▸ About this exercise: When you reach the listing, restate it word for word, leaving nothing out.

··· Data section ···

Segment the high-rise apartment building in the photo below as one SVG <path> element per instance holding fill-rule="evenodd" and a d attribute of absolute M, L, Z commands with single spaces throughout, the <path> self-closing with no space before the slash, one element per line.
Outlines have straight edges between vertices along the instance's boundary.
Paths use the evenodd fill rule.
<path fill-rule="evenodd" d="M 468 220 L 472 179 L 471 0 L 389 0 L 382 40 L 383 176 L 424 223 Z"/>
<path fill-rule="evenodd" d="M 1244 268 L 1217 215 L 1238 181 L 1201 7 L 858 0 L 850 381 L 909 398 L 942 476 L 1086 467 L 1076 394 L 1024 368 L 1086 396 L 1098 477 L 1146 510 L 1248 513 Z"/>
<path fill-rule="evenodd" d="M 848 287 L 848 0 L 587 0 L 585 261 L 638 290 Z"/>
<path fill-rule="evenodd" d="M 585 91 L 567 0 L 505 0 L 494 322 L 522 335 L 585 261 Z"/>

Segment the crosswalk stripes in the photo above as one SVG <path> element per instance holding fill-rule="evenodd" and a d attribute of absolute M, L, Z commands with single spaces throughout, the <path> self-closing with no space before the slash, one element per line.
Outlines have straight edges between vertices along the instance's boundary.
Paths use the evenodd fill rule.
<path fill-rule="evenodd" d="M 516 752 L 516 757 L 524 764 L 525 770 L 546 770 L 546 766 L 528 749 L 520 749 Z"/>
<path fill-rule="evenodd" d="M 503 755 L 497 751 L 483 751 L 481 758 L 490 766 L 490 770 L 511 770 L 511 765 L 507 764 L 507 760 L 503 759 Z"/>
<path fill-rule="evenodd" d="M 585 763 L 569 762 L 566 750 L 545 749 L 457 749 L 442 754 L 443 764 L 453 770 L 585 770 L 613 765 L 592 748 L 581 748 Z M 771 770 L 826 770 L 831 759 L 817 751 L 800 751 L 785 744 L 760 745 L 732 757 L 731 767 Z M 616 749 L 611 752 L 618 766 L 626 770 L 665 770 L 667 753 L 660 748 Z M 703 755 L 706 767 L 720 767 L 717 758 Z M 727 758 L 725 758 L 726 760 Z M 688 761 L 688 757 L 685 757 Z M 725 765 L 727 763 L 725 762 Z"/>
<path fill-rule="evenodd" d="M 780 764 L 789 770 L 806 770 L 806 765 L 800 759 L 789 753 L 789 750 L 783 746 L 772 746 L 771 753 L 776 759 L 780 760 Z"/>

···

▸ Written answer:
Segment the high-rise apartment building in the photo below as one SVG <path> element per instance holding fill-rule="evenodd" and a d attribute of absolute M, L, Z commands with single spaces throughout, the <path> self-closing with no space before the slash, one element per line.
Outlines have straight edges between vertices along the instance's boundary.
Paths use the evenodd fill rule.
<path fill-rule="evenodd" d="M 468 220 L 472 179 L 471 0 L 389 0 L 382 40 L 383 176 L 424 223 Z"/>
<path fill-rule="evenodd" d="M 1244 268 L 1217 215 L 1238 181 L 1201 7 L 858 0 L 850 381 L 909 398 L 942 476 L 1086 467 L 1076 394 L 1024 368 L 1086 396 L 1098 477 L 1146 510 L 1248 513 Z"/>
<path fill-rule="evenodd" d="M 848 287 L 848 0 L 587 0 L 585 261 L 638 290 Z"/>
<path fill-rule="evenodd" d="M 585 91 L 567 0 L 505 0 L 494 322 L 522 335 L 585 261 Z"/>

Segment the crosswalk stripes in the photo above as one SVG <path> element per instance holding fill-rule="evenodd" and a d attribute of absolute M, L, Z commands with single spaces throughout, the <path> self-closing with no space before the slash, one element per line.
Outlines have straight edges between vertices along the instance's boundary.
Paths use the evenodd fill rule.
<path fill-rule="evenodd" d="M 516 752 L 516 757 L 524 764 L 525 770 L 546 770 L 546 766 L 528 749 L 520 749 Z"/>
<path fill-rule="evenodd" d="M 503 755 L 497 751 L 483 751 L 481 758 L 490 766 L 490 770 L 511 770 L 511 765 L 507 764 L 507 760 L 503 759 Z"/>
<path fill-rule="evenodd" d="M 585 763 L 569 762 L 566 750 L 545 749 L 457 749 L 442 754 L 443 764 L 453 770 L 585 770 L 613 765 L 592 748 L 581 748 Z M 771 770 L 826 770 L 831 759 L 817 751 L 800 751 L 785 744 L 760 745 L 732 757 L 731 767 Z M 616 749 L 611 752 L 618 766 L 626 770 L 665 770 L 667 753 L 660 748 Z M 703 755 L 706 767 L 720 767 L 717 758 Z M 727 758 L 725 758 L 726 760 Z M 688 761 L 688 757 L 685 757 Z M 725 765 L 727 763 L 725 762 Z"/>
<path fill-rule="evenodd" d="M 780 764 L 789 770 L 806 770 L 806 765 L 800 759 L 789 753 L 789 750 L 783 746 L 772 746 L 771 753 L 776 759 L 780 760 Z"/>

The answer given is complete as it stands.